No Good First issue

I am working on Folio while also helping out with a few small projects to help my friends learn Python. The program is an unnecessarily complex, over-engineered playground for me to practice different things, like software design, patterns, etc. A lot of this is because I want to learn how to write good software, and also, frankly, because I am looking for work as a software developer, so I figured trying to implement industry practices would be a great way to learn new stuff. I also thought I would create a few Issues that my friends could look at, and if they wanted to, contribute. In my mind, this is a perfect blend of learning, teaching, and practising while also getting to hang-out with people I like. As a result, I labelled those issues with Good First Issue.

About 4 minutes after creating the labels, someone forked my repository! At first I found it exciting - some one is forking my personal project! Then I was a bit concerned; the impostor syndrome kicked in and I thought “Oh fuck, someone is forking my personal project”. No more than 5 minutes after that, I had my first Pull Request. The circle is complete. Someone forked by repo and tried to contribute!

Of course, it wasn’t a real pull request.

Five minutes to do all the work I defined in the Issue seemed excessively fast. Again, I am not a professional developer yet, but even a 100x developer would surely take more than a few minutes to write a full suite of integration tests, run them, and check them. Hell, it probably takes about 5 minutes to finish writing, pushing to GitHub, and clicking through menus to make a PR¹.

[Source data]

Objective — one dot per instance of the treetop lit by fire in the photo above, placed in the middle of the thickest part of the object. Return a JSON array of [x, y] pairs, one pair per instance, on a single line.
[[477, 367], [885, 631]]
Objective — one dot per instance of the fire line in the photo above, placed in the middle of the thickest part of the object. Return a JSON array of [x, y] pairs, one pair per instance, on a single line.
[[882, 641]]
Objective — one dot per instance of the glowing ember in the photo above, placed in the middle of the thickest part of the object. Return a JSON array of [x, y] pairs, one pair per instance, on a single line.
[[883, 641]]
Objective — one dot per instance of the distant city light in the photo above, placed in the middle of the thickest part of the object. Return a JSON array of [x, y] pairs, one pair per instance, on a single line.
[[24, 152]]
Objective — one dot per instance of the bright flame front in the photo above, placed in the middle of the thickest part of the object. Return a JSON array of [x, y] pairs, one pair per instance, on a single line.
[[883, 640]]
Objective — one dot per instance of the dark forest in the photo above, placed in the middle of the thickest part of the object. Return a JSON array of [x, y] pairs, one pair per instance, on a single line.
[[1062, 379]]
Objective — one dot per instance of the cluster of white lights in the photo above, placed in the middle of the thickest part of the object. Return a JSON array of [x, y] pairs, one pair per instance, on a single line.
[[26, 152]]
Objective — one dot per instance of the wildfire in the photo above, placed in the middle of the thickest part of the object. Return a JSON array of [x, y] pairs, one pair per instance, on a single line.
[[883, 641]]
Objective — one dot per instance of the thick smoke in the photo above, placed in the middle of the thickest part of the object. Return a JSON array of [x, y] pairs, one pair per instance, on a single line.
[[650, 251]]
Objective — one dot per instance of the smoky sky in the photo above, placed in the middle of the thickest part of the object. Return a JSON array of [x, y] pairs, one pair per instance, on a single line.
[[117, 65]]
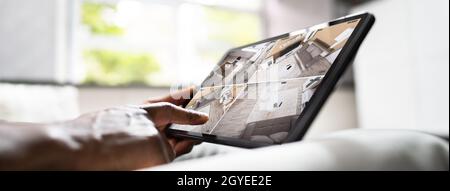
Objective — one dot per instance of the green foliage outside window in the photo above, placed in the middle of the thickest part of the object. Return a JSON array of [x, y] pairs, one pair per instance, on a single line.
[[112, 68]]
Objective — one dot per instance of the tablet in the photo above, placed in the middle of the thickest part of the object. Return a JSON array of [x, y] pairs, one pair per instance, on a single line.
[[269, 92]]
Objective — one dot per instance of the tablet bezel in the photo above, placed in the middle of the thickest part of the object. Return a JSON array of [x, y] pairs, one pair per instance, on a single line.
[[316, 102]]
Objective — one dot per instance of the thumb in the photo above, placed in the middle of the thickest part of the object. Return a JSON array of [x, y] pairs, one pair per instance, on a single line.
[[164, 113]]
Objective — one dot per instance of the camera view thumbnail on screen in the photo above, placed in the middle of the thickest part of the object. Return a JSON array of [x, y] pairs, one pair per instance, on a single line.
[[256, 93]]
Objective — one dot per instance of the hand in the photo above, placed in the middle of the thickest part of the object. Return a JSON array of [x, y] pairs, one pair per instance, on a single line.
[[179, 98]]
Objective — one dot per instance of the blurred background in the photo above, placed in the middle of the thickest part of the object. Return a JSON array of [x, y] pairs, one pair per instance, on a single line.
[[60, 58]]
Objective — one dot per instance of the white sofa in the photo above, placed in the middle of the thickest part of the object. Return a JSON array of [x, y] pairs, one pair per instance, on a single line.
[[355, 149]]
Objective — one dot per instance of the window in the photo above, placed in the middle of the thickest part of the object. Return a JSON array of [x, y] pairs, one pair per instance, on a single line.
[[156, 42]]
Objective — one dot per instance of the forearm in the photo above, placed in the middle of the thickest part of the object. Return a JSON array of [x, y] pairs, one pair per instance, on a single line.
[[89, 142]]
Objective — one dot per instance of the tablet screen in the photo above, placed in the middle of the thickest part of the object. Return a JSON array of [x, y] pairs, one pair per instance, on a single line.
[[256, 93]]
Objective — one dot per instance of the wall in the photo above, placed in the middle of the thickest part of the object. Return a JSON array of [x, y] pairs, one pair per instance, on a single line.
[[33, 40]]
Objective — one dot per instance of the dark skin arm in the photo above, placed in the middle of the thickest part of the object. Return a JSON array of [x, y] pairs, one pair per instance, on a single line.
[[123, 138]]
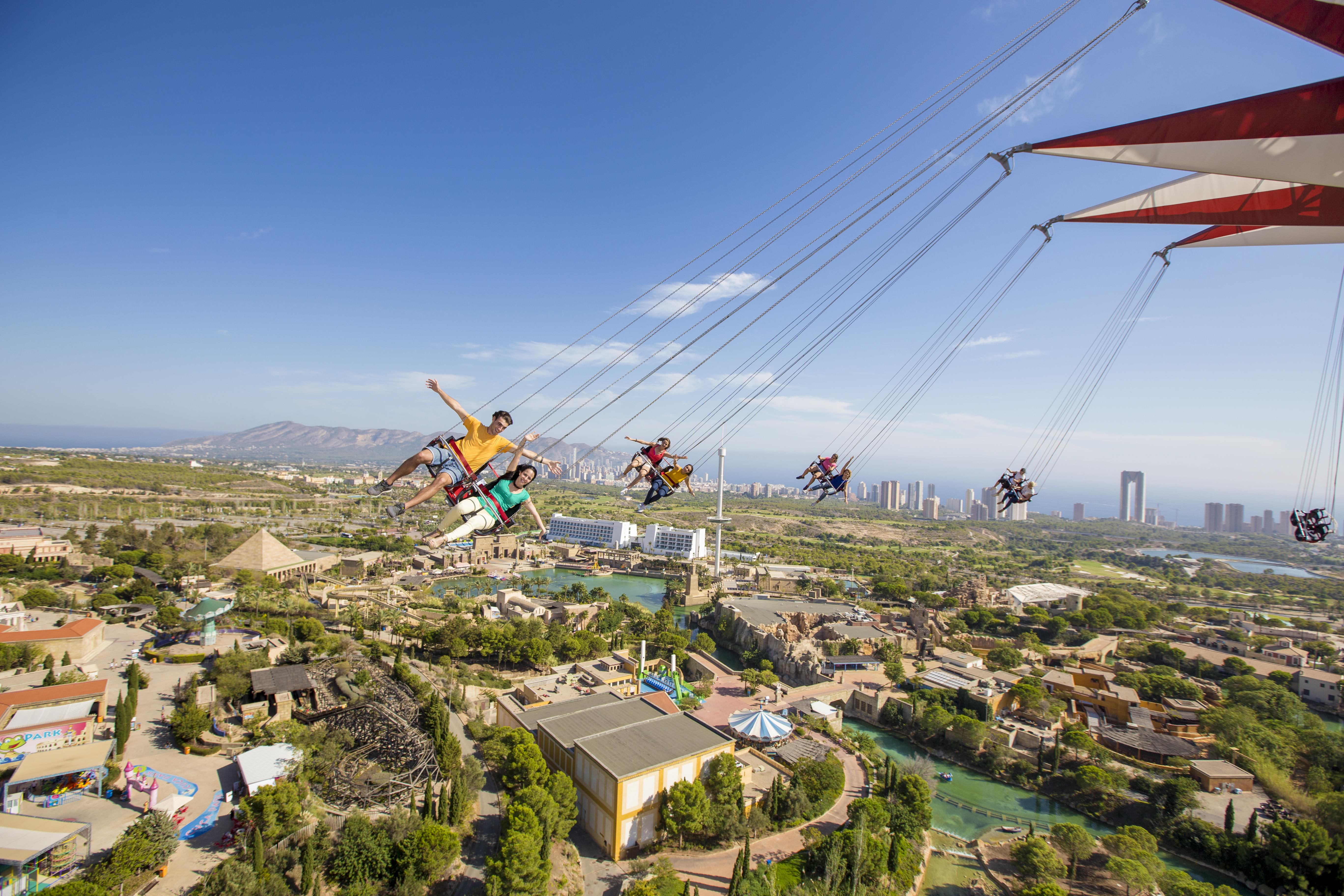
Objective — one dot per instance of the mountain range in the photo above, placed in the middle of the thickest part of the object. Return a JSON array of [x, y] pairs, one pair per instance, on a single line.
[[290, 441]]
---
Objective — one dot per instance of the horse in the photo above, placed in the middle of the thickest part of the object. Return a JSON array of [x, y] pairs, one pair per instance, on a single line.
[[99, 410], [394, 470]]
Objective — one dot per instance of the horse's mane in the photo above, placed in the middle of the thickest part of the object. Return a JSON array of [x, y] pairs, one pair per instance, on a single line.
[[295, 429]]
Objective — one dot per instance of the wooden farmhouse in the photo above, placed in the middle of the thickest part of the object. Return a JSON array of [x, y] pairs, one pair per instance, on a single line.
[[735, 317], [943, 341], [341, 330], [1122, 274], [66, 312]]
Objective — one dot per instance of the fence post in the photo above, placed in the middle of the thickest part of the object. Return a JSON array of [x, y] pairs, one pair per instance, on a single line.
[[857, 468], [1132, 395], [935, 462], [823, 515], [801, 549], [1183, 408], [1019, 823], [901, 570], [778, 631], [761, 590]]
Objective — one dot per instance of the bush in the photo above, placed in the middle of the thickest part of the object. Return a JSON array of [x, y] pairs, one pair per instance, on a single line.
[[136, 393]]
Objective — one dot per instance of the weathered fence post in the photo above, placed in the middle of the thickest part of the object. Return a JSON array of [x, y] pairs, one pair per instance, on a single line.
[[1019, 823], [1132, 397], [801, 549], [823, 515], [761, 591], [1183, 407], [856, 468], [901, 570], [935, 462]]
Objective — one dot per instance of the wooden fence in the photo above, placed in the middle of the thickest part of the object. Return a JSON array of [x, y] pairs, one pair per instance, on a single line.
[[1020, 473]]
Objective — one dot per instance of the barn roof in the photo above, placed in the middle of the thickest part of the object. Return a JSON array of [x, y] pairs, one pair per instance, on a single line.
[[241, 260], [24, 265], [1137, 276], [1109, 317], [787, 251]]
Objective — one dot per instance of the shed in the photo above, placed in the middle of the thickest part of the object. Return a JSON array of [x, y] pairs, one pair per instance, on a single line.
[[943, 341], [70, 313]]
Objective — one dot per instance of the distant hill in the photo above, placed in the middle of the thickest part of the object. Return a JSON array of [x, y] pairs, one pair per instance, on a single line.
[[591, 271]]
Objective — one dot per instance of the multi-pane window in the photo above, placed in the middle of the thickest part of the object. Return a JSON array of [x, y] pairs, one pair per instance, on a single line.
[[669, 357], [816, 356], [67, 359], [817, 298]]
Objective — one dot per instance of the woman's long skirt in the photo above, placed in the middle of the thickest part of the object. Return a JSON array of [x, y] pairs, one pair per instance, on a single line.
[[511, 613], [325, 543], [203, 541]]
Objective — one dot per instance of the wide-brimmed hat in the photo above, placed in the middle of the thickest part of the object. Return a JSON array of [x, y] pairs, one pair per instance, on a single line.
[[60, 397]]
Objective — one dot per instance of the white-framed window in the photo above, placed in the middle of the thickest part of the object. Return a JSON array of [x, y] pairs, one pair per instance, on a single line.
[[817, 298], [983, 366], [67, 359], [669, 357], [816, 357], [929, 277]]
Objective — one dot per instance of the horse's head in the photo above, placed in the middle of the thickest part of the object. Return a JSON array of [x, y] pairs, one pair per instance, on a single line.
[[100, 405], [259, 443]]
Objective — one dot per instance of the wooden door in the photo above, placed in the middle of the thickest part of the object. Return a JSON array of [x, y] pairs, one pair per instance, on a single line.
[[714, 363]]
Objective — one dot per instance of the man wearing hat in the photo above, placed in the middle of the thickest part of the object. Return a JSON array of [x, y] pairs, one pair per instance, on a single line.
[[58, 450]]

WHAT THIS EXERCISE ASKS.
1. For each statement about the blog post, answer yes or no and quote the words of the post that settle it. (a) The author calls Folio an over-engineered playground for practice. (b) The pull request arrived about an hour after the fork. (c) The author says they already work as a professional developer.
2. Rewrite everything in the blog post from "About 4 minutes" down to "real pull request.", putting "codebase" in place of "repository".
3. Write the next part of the blog post about the Good First Issue label, picking up after its last sentence.
The listing has no connection to the blog post.

ANSWERS BY ITEM NUMBER.
1.
(a) Yes: "The program is an unnecessarily complex, over-engineered playground for me to practice different things"
(b) No: "No more than 5 minutes after that, I had my first Pull Request."
(c) No: "I am not a professional developer yet"

2.
About 4 minutes after creating the labels, someone forked my codebase! At first I found it exciting - some one is forking my personal project! Then I was a bit concerned; the impostor syndrome kicked in and I thought “Oh fuck, someone is forking my personal project”. No more than 5 minutes after that, I had my first Pull Request. The circle is complete. Someone forked by repo and tried to contribute!

Of course, it wasn’t a real pull request.

3.
Anyway, by the time I started to look at the files changed, I already suspected this was AI slop, and I was not disappointed. I think at this point a lot of us are getting relatively proficient at noticing when things are written by an LLM². The single commit added 425 lines of code, along with the comments and docstrings we’ve come to expect from the likes of Claude, ChatGPT, et. al.

My favourite part was where the test functions called methods that do not exist in my code, but are generally available in tutorials and other public spaces. For example, my code uses the Unit of Work pattern via a UnitOfWork object that gets called from a service layer³. The submitted PR, instead, did the classic sqlite3 thing:

def test_address_constraints_unique_address(fake_db):
    """Test that UNIQUE constraints are enforced directly by the database
    for the combination of (start, end, street, city, province, country, postal_code)."""
    conn = fake_db
    cursor = conn.cursor()
 
    # First successful insert
    cursor.execute(
        """
        INSERT INTO addresses (start, end, street, city, province, country, postal_code, notes)
        VALUES (?, ?, ?, ?, ?, ?, ?, ?)
        """,
        (
            "1900-01-01",
            "1950-01-01",
            "123 Some Str",
            "Vancouver",
            "BC",
            "Canada",
            "V6Y 0A0",
            None,
        ),
    )
    conn.commit()

On it’s own and at a glance, I guess this can be passed off as written by a person. I guess. If you are willing to give the benefit of the doubt.

But again, this was over 400 lines of code doing similar things. And, critically, it simply does things like the whole cursor = conn.cursor() and then cursor.execute(...), which in my program will simply not work. It’s not that using a cursor object is inherently wrong - indeed, the Python documentation for sqlite3 shows examples of exactly that pattern. - its that this code would immediately fail any and every test using everything else I’ve written.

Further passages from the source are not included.